== EXERCICE ÉCRIT 1 ==
Relevez toutes les lignes des enregistrements qui contiennent la chaîne « girl », en tenant compte de la casse.

== TEXTE À LIRE ==

►

Bien qu’il n’existe aucun document officiel attestant que la réalisation de ces albums ait effectivement répondu à une commande de Napoléon III, tout le laisse donc penser et surtout, comme le note Florence Le Corre, « il existe une hiérarchie dans l’importance des albums qui correspond très exactement à la hiérarchie de l’état-major du camp : Montebello est aide de camp de l’empereur, Lepic, Morand et Toulongeon sont officiers d’ordonnance ; le baron Larrey est le médecin de l’empereur et Cetty l’intendant du camp ; enfin Castelnau est le créateur du camp et Verly commande le prestigieux escadron des Cent-Gardes, qui est chargé de la garde personnelle de l’empereur : les albums les plus importants portent leur nom ».
Gustave Le Gray n’en était pas à sa première commande officielle : depuis la Mission héliographique en 1851, puis le portrait du prince-président au printemps 1852, il avait régulièrement bénéficié de subsides ministériels. Avoir fait appel à lui pour documenter l’inauguration du nouveau camp, voulu par l’empereur pour pallier les carences apparues dans l’organisation de l’armée française pendant la guerre de Crimée (1854-1856), était tout à fait dans la logique des travaux officiellement commandés aux grands photographes comme Charles Nègre ou Édouard Baldus.

◄

== DONNÉES DE L'EXERCICE ==
►

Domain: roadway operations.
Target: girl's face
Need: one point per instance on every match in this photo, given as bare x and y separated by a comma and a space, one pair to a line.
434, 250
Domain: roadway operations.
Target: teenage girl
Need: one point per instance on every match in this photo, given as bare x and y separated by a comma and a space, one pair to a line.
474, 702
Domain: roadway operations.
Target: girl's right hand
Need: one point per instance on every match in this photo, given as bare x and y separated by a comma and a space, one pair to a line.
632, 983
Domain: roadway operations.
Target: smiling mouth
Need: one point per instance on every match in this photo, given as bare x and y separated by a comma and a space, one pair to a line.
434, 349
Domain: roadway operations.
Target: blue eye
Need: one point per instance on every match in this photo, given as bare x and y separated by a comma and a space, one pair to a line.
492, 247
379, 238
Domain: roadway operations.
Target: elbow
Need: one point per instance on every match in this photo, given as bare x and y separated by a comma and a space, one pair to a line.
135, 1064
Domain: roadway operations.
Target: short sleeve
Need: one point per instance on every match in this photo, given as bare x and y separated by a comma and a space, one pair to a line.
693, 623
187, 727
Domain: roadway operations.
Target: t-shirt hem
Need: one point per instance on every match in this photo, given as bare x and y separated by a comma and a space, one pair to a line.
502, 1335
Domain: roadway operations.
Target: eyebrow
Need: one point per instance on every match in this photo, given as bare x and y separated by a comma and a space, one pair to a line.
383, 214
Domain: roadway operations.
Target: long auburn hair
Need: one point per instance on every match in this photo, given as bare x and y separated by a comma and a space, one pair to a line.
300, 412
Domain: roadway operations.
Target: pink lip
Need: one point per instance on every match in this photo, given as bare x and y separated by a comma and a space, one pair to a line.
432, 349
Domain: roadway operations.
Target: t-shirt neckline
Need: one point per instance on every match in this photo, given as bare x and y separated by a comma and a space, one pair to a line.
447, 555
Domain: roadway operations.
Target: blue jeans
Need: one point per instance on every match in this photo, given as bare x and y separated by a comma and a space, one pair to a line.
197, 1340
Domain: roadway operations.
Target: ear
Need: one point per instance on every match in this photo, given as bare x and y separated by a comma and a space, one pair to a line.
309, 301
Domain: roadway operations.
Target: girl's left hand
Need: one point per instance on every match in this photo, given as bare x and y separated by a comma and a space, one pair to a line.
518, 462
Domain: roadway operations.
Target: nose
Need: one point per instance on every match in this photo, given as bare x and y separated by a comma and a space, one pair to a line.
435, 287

◄

== EXERCICE ÉCRIT 2 ==
Retapez fidèlement le passage du texte sur Gustave Le Gray situé entre « Gustave Le Gray » et « ou Édouard Baldus. », bornes comprises.

== CORRIGÉ 1 ==
Target: girl's face
Target: teenage girl
Target: girl's right hand
Target: girl's left hand

== CORRIGÉ 2 ==
Gustave Le Gray n’en était pas à sa première commande officielle : depuis la Mission héliographique en 1851, puis le portrait du prince-président au printemps 1852, il avait régulièrement bénéficié de subsides ministériels. Avoir fait appel à lui pour documenter l’inauguration du nouveau camp, voulu par l’empereur pour pallier les carences apparues dans l’organisation de l’armée française pendant la guerre de Crimée (1854-1856), était tout à fait dans la logique des travaux officiellement commandés aux grands photographes comme Charles Nègre ou Édouard Baldus.